(Your tasks)
A. In the specification excerpt, which two values does VideoKindEnum define?
B. Repeat the section of the specification excerpt that starts with the words containing "videoKind of type DOMString: See" and ends with "for this property.".

(Provided passage)
□ □ □ □ □

6.3 MediaTrackConstraints

partial dictionary MediaTrackConstraintSet {
    ConstrainDOMString videoKind;
    ConstrainDouble    depthNear;
    ConstrainDouble    depthFar;
    ConstrainDouble    focalLengthX;
    ConstrainDouble    focalLengthY;
};

6.3.1 Dictionary `MediaTrackConstraintSet` Members

videoKind of type ConstrainDOMString: See videoKind for details.
depthNear of type ConstrainDouble: See depthNear for details.
depthFar of type ConstrainDouble: See depthFar for details.
focalLengthX of type ConstrainDouble: See focalLengthX for details.
focalLengthY of type ConstrainDouble: See focalLengthY for details.

6.4 `MediaTrackSettings` dictionary

partial dictionary MediaTrackSettings {
    DOMString videoKind;
    double    depthNear;
    double    depthFar;
    double    focalLengthX;
    double    focalLengthY;
};

6.4.1 Dictionary `MediaTrackSettings` Members

videoKind of type DOMString: See videoKind for details.
depthNear of type double: See depthNear for details.
depthFar of type double: See depthFar for details.
focalLengthX of type double: See focalLengthX for details.
focalLengthY of type double: See focalLengthY for details.

6.5 Constrainable properties

The following constrainable properties are defined to apply only to video MediaStreamTrack objects:

Property Name	Values	Notes
videoKind	`ConstrainDOMString`	This string should be one of the members of `VideoKindEnum`. The members describe the kind of video that the camera can capture. Note that `getConstraints` may not return exactly the same string for strings not in this enum. This preserves the possibility of using a future version of WebIDL enum for this property.

enum VideoKindEnum {
    "color",
    "depth"
};

Enumeration description
`color`	The source is capturing color images.
`depth`	The source is capturing depth maps.

Note

If the user agent requests a combined depth+color stream, the devices in the constraint should be satisfied as belonging to the same group or physical device. The decision to select and satisfy which device pair is left up to the implementation.

The MediaStream consumer for the depth-only stream and depth+color stream is the video element [HTML].

Note

New consumers may be added in a future version of this specification.

If a MediaStreamTrack whose videoKind of Settings is muted or disabled, it MUST render frames as if all the pixels would be 0.

□ □ □ □ □

(Given entries)
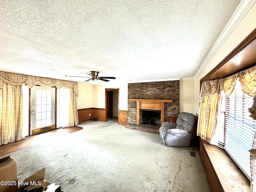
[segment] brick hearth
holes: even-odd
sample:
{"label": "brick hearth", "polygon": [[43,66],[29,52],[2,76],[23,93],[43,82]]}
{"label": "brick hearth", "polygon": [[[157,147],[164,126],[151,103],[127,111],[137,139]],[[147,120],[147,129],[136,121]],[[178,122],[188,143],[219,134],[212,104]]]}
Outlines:
{"label": "brick hearth", "polygon": [[129,100],[173,100],[172,102],[164,104],[164,120],[167,121],[167,116],[176,116],[179,113],[179,80],[128,84],[128,122],[126,127],[159,133],[159,127],[136,124],[136,102]]}

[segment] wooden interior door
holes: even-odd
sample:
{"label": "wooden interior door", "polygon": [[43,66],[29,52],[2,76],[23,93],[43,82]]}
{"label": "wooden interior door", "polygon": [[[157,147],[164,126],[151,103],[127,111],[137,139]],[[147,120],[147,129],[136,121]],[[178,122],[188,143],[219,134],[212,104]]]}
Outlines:
{"label": "wooden interior door", "polygon": [[107,119],[113,117],[113,92],[107,91]]}

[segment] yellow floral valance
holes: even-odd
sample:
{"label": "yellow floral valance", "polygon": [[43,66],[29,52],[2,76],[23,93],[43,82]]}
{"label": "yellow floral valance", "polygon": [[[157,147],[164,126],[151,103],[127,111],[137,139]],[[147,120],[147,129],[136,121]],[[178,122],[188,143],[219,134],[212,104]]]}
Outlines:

□ □ □ □ □

(The solutions)
A. "color" and "depth"

B.
videoKind of type DOMString: See videoKind for details.
depthNear of type double: See depthNear for details.
depthFar of type double: See depthFar for details.
focalLengthX of type double: See focalLengthX for details.
focalLengthY of type double: See focalLengthY for details.

6.5 Constrainable properties

The following constrainable properties are defined to apply only to video MediaStreamTrack objects:

Property Name	Values	Notes
videoKind	`ConstrainDOMString`	This string should be one of the members of `VideoKindEnum`. The members describe the kind of video that the camera can capture. Note that `getConstraints` may not return exactly the same string for strings not in this enum. This preserves the possibility of using a future version of WebIDL enum for this property.